_SET TASK_:
Reproduce the items from the line with "sky for player-tracking calibration." up to and including the line with "[224,85,243,98]", switching "broadcast still" to "video frame" and leaving everything else unchanged. Leave the pictures out of your answer.

[Stored data entries]
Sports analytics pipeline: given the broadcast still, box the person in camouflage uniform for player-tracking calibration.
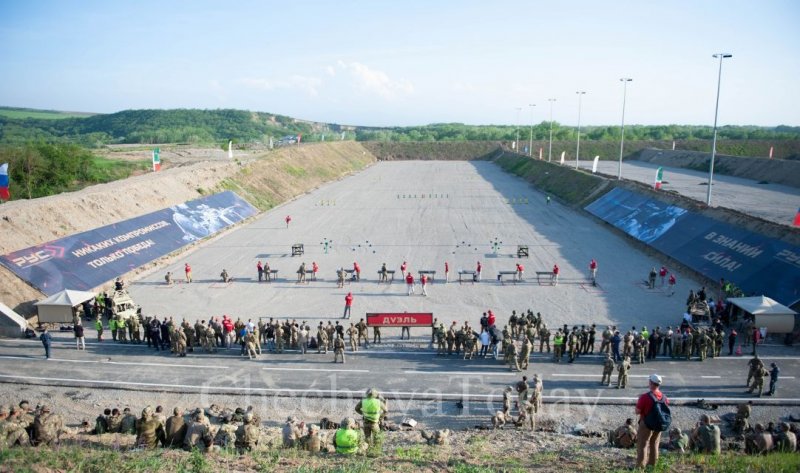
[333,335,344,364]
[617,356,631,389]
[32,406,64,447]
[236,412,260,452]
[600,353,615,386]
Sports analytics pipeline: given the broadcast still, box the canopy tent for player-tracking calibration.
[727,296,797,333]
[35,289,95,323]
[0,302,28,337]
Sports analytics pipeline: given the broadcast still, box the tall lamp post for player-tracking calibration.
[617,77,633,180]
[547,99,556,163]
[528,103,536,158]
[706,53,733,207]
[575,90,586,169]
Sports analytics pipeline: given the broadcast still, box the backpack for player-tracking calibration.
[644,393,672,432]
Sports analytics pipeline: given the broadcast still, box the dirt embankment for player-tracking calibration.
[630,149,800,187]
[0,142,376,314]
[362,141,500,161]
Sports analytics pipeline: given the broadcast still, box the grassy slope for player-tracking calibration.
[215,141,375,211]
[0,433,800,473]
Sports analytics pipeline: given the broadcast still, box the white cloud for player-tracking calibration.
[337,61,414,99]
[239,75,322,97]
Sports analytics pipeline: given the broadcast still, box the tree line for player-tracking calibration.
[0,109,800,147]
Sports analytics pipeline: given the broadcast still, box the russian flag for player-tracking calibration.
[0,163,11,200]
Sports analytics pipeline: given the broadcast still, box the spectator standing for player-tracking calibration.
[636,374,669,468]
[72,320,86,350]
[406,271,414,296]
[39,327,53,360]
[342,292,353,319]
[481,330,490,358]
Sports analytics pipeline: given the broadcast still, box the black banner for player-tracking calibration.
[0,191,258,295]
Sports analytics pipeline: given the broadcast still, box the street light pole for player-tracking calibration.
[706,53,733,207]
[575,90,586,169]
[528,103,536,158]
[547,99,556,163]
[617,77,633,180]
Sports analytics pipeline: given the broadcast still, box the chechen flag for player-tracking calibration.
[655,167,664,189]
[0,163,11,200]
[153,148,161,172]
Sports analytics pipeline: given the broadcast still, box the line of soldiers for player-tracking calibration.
...
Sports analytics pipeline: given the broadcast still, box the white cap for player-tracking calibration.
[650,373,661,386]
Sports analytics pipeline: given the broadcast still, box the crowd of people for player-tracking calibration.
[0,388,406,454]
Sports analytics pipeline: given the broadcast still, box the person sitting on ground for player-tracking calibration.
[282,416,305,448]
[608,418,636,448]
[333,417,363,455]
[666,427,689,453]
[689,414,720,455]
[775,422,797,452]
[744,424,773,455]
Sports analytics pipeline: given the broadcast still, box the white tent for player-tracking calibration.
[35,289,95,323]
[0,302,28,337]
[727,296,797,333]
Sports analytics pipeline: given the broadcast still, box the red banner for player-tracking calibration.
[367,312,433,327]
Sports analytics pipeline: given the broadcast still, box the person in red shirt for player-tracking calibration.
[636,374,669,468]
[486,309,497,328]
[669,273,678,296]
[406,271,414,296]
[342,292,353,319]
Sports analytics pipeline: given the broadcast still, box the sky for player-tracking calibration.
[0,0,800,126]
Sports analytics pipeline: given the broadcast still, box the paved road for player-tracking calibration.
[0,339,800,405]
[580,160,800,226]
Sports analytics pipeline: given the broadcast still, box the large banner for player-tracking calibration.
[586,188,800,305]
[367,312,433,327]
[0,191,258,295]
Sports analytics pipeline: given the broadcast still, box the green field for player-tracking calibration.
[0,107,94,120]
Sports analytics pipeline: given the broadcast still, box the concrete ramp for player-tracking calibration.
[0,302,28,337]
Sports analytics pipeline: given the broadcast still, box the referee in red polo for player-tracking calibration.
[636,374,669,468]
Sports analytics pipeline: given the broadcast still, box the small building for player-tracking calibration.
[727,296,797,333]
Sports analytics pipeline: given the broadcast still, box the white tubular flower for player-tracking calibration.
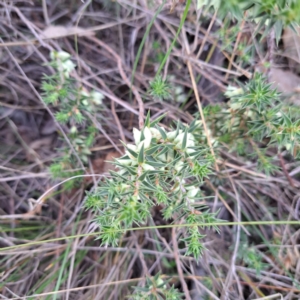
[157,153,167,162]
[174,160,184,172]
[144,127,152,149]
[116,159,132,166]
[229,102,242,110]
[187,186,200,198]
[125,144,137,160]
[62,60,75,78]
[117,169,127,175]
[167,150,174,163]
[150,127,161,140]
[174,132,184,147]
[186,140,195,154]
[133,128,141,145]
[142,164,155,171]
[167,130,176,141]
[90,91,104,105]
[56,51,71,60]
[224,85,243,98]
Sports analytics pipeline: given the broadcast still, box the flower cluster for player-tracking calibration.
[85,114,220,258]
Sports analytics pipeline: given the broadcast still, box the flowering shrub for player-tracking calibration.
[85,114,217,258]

_OUTPUT FOR THIS EXERCISE_:
Sports analytics pipeline: given the video frame, box the sky for player-tracking calibration.
[0,0,800,126]
Sports analytics pipeline: given the video frame, box the paved road for player-tracking calibration.
[0,339,800,405]
[580,160,800,226]
Sports analytics pipeline: given the video frame, box the large banner for player-tracking calibration.
[586,188,800,305]
[367,312,433,327]
[0,191,258,295]
Sports analytics pipeline: given the video frame, box the green field for player-tracking calibration.
[0,107,94,120]
Sports analytics pipeline: given the video frame, box the concrete ramp for player-tracking calibration.
[0,302,28,337]
Sports analytics pipeline: given the video frame, box the referee in red polo for player-tracking calibration.
[636,374,669,468]
Sports analytics pipeline: given the video frame, box the small building for player-tracking calibration.
[727,296,797,333]
Sports analytics pipeline: given the video frame, box the white tubular flower for player-tracking calibration.
[157,153,167,162]
[174,160,184,172]
[144,127,152,149]
[116,159,132,166]
[229,102,242,110]
[187,186,200,198]
[125,144,137,160]
[62,60,75,78]
[117,169,127,175]
[167,150,174,163]
[150,127,161,140]
[174,132,184,147]
[186,140,195,154]
[133,128,141,145]
[142,164,155,171]
[167,130,176,141]
[90,91,104,105]
[56,51,71,60]
[224,85,243,98]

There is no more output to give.